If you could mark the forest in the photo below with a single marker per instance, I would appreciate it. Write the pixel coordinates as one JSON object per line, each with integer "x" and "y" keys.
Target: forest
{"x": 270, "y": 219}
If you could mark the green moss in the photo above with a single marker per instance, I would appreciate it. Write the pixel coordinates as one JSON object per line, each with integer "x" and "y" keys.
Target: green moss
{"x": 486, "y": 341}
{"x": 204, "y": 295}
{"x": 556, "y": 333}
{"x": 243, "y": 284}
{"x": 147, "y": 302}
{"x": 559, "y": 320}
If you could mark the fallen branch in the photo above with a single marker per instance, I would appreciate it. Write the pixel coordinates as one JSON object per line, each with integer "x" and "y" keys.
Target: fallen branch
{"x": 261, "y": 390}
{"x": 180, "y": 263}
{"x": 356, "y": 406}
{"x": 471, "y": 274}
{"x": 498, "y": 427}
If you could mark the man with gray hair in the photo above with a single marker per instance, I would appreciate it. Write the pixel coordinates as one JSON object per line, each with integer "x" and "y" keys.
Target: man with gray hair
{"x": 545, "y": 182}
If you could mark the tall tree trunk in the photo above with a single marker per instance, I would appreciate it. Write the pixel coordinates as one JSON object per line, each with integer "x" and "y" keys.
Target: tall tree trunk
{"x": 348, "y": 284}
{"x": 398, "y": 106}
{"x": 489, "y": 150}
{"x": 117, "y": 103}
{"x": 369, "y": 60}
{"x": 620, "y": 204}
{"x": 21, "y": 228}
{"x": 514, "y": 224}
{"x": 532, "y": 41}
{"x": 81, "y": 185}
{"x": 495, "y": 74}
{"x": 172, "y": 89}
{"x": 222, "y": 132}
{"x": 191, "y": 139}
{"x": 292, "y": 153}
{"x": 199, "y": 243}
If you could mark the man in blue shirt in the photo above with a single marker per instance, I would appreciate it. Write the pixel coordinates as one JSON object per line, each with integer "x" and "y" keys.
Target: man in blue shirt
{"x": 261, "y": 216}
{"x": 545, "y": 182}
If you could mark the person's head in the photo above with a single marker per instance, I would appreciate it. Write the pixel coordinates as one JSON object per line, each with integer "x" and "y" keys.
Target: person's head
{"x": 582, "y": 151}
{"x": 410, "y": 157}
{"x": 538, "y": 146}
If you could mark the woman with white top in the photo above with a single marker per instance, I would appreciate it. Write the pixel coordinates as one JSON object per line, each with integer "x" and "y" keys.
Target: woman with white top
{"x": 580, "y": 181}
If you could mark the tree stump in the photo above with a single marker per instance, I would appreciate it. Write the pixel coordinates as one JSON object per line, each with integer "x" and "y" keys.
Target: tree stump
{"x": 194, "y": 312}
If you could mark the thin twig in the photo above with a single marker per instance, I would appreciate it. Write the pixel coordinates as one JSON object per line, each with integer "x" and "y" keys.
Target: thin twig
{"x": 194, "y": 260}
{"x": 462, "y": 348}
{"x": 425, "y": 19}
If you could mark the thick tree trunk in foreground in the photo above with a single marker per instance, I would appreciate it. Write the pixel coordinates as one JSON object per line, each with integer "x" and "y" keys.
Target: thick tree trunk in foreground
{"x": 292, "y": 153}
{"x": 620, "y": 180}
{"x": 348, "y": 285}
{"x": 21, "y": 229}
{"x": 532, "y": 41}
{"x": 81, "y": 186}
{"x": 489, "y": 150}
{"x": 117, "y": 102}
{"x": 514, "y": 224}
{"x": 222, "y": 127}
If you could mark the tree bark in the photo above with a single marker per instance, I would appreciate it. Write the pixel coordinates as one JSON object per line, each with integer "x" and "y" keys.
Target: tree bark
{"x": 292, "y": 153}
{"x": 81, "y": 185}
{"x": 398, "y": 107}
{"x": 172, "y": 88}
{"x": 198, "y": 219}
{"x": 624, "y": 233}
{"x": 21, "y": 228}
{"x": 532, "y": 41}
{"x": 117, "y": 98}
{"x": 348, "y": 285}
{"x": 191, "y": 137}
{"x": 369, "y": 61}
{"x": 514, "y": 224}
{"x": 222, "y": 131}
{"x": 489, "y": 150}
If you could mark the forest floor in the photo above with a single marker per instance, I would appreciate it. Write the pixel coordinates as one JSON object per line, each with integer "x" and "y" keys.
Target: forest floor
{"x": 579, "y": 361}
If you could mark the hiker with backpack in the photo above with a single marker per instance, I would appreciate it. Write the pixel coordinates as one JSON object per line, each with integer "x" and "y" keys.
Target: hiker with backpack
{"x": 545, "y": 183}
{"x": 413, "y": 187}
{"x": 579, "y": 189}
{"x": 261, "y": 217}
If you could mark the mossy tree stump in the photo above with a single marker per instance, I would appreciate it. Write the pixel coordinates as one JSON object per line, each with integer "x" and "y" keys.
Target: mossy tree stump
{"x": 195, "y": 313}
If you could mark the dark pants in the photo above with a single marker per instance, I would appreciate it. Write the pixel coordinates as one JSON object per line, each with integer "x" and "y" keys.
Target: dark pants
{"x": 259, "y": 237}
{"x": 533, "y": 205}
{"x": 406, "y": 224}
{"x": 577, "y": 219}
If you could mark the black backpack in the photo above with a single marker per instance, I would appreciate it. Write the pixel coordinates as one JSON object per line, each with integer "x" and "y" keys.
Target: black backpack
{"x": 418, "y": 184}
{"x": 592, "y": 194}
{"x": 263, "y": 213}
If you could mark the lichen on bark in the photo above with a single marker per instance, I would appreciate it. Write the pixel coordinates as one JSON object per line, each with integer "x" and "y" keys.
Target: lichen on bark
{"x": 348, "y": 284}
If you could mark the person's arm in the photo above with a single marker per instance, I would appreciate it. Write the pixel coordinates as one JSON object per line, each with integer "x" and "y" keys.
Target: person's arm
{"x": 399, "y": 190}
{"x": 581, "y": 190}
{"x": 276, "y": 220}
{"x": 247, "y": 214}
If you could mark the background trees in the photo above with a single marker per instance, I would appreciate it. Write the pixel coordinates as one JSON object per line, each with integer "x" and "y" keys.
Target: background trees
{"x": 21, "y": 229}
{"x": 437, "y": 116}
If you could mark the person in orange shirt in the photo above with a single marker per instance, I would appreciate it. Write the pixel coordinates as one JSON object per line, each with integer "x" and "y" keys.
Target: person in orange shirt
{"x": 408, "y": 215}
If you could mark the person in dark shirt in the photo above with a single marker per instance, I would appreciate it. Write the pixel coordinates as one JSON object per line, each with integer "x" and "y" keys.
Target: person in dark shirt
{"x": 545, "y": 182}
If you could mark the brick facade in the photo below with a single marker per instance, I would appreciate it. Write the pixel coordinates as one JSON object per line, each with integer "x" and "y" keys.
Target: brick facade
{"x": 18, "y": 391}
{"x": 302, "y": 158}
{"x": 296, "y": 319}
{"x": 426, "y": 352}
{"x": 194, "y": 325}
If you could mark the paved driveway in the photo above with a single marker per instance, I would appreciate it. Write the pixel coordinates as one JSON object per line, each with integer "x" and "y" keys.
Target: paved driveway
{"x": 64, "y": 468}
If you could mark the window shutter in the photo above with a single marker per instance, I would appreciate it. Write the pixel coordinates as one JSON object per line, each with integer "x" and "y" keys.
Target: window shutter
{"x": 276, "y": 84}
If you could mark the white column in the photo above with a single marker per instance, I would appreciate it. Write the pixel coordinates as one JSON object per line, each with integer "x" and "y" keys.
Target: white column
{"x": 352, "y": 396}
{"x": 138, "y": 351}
········
Find the count of lines in the data above where the string "below" occurs. Provide that number alone.

● **RESULT FOR THIS TASK**
2